### [Task to carry out]
Continue the interview transcript on stress in everyday driving, starting after its final line.

### [Document]

Mike Manser (02:57):
It’s on a practical level, it’s very important to ask this question ’cause stress can be pretty nefarious, right? It can creep in in ways that we never really expect it to creep in. We identify pretty obvious high-stress situations, situations that cause problems for the driver, heavy density traffic, it’s storming out. All these things kind of build up. Well, the question that we’re really interested in is what happens when you take away some of those very obvious stressors and what you’re left with is what appears to be a pretty normal driving conditions? Well, what in that scenario is causing stress? What are those things that are detracting from driving basically in those normal environments? That’s the real question here. We can identify high-stress situations like weather and stuff and we can make recommendations, don’t travel during that time. But it’s in those normal everyday driving conditions where stress is really hard to detect and really hard to see obvious signs of it. And to address that, you need to ask these questions because stress does lead to unsafe driving. It leads to drivers whose ability to focus on important criteria and things in the environment that tends to decrease their ability to concentrate on things can be impacted. And those are all things that gradually can build up to and lead to less safe driving. So what we’re really trying to do is understand, okay, what are those things that lead to unsafe driving and what are they in normal driving situations that do that?
Bernie Fette (04:41):
Okay, let me back up for just a moment if I can. And what I think I’m hearing is that you’re trying to help determine stress levels in a way that hasn’t been really studied before in the sense that we already know what the big stressors are. As you mentioned Mike, serious weather for instance, perhaps especially aggressive drivers on the road. Have those elements been studied also in the past and your study is kind of filling in a gap of sorts that hasn’t been examined very much?
Mike Manser (05:16):
Yeah, so a lot of those big stressors have been identified already and we have good sense of what they are from a personal experience level as well. Like if your kids are in the backseat screaming for attention and the parents having to deal with that in addition to driving, their emotional stress might go way up high. And then maybe their cognitive stress, their ability to deal with the kids in the backseat and all the other stimuli in the environment can be compromised. But for us, a lot of those stressors were identified. But we still see crashes happening in everyday driving situations in conditions that we think are actually optimal for driving — clear weather, normal traffic, going to work middle of the day, coming home. These are not really unusual situations at all. But we know that stress plays a role in reducing safety during those times. And what we’re really interested in is, okay, if we eliminate those big stressors, the ones we’ve already identified in the past and we’re left with kind of what appears to be a normal situation, are there any additional stressors that are happening that are contributing to unsafe driving in those circumstances?
Bernie Fette (06:31):
And what are some of those additional less conspicuous stressors that you’re talking about?
Mike Manser (06:38):
Yeah, I’ll turn it over to Ioannis because he has a really good sense of what those different factors were that we identified.
Bernie Fette (06:45):
Okay. What were the specifics you looked at, Ioannis?

### [Data lines]
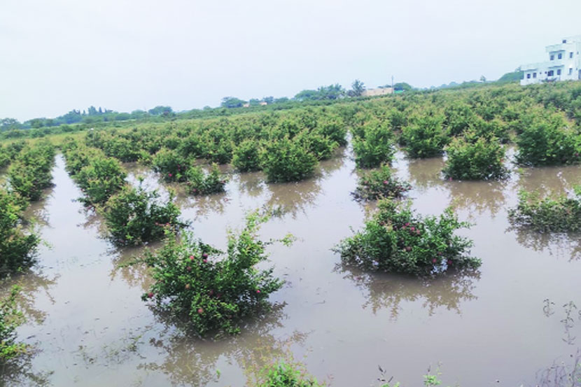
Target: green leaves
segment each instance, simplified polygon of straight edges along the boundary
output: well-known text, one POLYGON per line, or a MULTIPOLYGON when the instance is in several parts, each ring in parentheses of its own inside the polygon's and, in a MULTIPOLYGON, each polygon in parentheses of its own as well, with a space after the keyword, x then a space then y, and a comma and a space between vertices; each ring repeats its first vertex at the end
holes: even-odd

### [Reply to the task]
Ioannis Pavlidis (06:48):
So we looked at a bunch of things. That was one of the unique aspects of this study. Most driving studies, they look at people only when they drive. We looked at people 24-7 because we wanted to know what’s happening when they don’t drive. Because otherwise it may come across as a stressor when you drive. But exactly the same thing you have when you don’t drive. And if you don’t follow the subjects throughout the day, you will not be able to figure this out. Right. To make a long story short, the two things that appear to be unique to driving as stressors under best possible conditions, number one is speed, how fast your car goes. And the number two is how anxious you are as a person. The more anxious, the more stressed you are when you drive without any reason. I mean perfect driving conditions, so good weather, not a lot of traffic and so forth. But if you are an anxious person, you are still stressed when you drive and not because of external factors like bad weather and bad traffic, as I said. And not because you are a novice driver. All the drivers in our study were experienced drivers. It’s something that comes from inside of you. So these two factors are always with you. Of course not all people are very anxious, right? But this we estimate is about 20 to 30 percent of the population, people who suffer from some degree of generalized anxiety.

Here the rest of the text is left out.